Referring expression pointing data

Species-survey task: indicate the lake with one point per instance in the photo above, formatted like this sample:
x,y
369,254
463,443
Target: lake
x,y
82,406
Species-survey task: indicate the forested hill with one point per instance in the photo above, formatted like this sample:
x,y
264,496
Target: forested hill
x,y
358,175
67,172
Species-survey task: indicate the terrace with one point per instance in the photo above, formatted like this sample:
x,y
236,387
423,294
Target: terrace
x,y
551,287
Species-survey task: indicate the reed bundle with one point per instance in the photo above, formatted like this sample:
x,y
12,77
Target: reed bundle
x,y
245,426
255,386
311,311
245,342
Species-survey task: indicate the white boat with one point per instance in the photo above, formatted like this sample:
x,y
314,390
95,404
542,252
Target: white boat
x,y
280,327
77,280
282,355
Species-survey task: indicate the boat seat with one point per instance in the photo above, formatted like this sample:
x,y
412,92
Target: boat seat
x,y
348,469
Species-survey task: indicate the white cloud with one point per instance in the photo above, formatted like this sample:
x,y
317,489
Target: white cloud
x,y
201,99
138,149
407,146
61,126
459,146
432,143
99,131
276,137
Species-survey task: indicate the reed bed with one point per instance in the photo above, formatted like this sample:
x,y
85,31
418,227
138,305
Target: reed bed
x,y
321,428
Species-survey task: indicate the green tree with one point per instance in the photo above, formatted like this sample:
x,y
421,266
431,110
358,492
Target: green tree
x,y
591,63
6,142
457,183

EXERCISE OBJECTIVE: Every entry above should be given again exactly as shown.

WORKED SOLUTION:
Species-survey task: indicate the lake with one point per instance in the photo above, formatted like this sample:
x,y
369,254
463,443
Target: lake
x,y
82,406
Species-survey task: indicate the forested hill with one point per instance in the photo above, formatted like this sample:
x,y
264,496
Target: forested hill
x,y
358,175
67,172
Species-survey task: indicate the terrace with one point per instance in the photo above, formatted like this sample:
x,y
236,387
423,294
Target: terrace
x,y
551,287
Species-survey task: indicate the reed bundle with one point per instance in the photo above, formatted like this sample:
x,y
12,77
Target: reed bundle
x,y
245,426
255,386
311,311
245,342
Species-survey task: indicate the white boat with one point per instance in the photo above, formatted like this sample:
x,y
314,390
95,404
542,252
Target: white boat
x,y
280,327
77,280
282,355
Species-survey task: indicate the boat seat with one point per instance in the photo above, formatted like this sample:
x,y
412,92
Target: boat seat
x,y
348,469
Species-survey task: indicate the white cloud with one point per instance in the photo above, formatted like this sample:
x,y
317,489
Target: white cloud
x,y
201,99
138,149
407,146
61,126
459,146
432,143
99,131
276,137
Species-survey task: indicate the reed bed with one point per instance in the photo above, formatted like this sample:
x,y
85,31
418,227
138,305
Target: reed bed
x,y
321,428
Species-survey task: indicate the green tree with one point per instance in the photo above, formatted like this sample:
x,y
421,266
431,110
358,492
Target: green tree
x,y
591,63
6,142
457,183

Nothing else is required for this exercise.